(Extracted data entries)
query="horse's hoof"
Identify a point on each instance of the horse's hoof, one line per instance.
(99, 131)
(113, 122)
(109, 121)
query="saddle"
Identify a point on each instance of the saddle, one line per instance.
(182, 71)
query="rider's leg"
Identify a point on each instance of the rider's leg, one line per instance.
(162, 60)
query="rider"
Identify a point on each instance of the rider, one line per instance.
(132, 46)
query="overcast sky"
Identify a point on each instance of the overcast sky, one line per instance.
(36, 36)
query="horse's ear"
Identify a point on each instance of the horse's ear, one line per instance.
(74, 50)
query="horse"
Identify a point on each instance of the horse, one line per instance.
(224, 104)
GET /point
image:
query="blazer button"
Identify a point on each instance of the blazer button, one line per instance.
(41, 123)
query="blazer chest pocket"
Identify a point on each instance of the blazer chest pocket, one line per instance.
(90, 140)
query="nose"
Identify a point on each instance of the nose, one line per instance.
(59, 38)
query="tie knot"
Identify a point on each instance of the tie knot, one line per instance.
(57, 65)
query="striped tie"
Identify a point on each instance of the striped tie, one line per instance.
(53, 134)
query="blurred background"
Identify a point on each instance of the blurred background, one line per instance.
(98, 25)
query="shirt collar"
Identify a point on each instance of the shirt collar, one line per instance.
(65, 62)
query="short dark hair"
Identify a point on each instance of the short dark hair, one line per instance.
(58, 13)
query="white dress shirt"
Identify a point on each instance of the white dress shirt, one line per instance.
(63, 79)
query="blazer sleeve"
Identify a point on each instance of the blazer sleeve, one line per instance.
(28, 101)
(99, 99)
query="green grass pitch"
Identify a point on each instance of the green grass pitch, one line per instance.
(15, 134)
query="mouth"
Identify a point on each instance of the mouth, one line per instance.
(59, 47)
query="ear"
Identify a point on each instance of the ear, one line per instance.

§ **EXERCISE DIRECTIONS**
Set down all of the entries exactly, please.

§ **OUTPUT FOR THIS TASK**
query="horse's hoof"
Identify a point on each instance of the horse's hoof, one line per instance.
(99, 131)
(113, 122)
(109, 121)
query="saddle"
Identify a point on each instance of the saddle, one line per instance.
(182, 71)
query="rider's leg"
Identify a point on each instance of the rider's leg, one line per instance.
(162, 60)
query="rider"
Identify a point on each instance of the rider, one line per instance.
(132, 46)
query="overcast sky"
Identify a point on each instance of the overcast sky, one line per instance.
(36, 36)
query="horse's ear"
Identify a point on each instance of the horse's ear, one line per instance.
(74, 50)
query="horse"
Identify a point on each instance of the horse, one line per instance.
(224, 104)
GET /point
image:
query="blazer button"
Identify a point on each instance of the blazer button, one line per instance.
(41, 123)
query="blazer chest pocket"
Identify a point on each instance of the blazer chest pocket, one line per instance.
(90, 140)
query="nose"
Identify a point on each instance of the nose, one line per instance.
(59, 38)
query="tie knot"
Identify a point on each instance of the tie knot, one line per instance.
(57, 65)
query="striped tie"
Identify a point on each instance of the striped tie, one line per instance.
(53, 134)
query="blurred background"
Identify a point on each instance of the blurred background, one line per instance.
(98, 25)
query="shirt collar"
Identify a point on each instance of the shirt collar, one line per instance.
(65, 62)
query="short dark hair"
Identify a point on each instance of the short dark hair, one line per instance.
(58, 13)
query="white dress shirt"
Identify a point on each instance of the white dress shirt, one line per instance.
(63, 79)
query="blazer sleeve"
Identify a point on each instance of the blazer sleeve, one line per instance.
(28, 101)
(99, 99)
query="green grass pitch"
Identify a point on each instance of the green grass pitch, one line per instance.
(15, 134)
query="mouth"
Identify a point on each instance of the mouth, one line per instance.
(59, 47)
query="ear"
Identify a point on each instance of the ear, one line per instance.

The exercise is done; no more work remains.